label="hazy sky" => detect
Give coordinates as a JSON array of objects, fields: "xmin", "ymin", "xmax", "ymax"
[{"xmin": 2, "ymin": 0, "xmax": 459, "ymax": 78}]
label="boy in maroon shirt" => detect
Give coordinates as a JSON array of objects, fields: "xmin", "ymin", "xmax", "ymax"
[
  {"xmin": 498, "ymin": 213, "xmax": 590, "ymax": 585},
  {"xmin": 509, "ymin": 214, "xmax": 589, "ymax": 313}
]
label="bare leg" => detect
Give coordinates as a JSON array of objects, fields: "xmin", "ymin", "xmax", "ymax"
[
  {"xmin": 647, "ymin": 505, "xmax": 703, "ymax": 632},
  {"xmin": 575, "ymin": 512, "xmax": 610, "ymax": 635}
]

=-=-=-=-=

Copy whichever lines above contain the string "label".

label="hazy sky" => detect
label="boy in maroon shirt" => detect
label="bare leg" => detect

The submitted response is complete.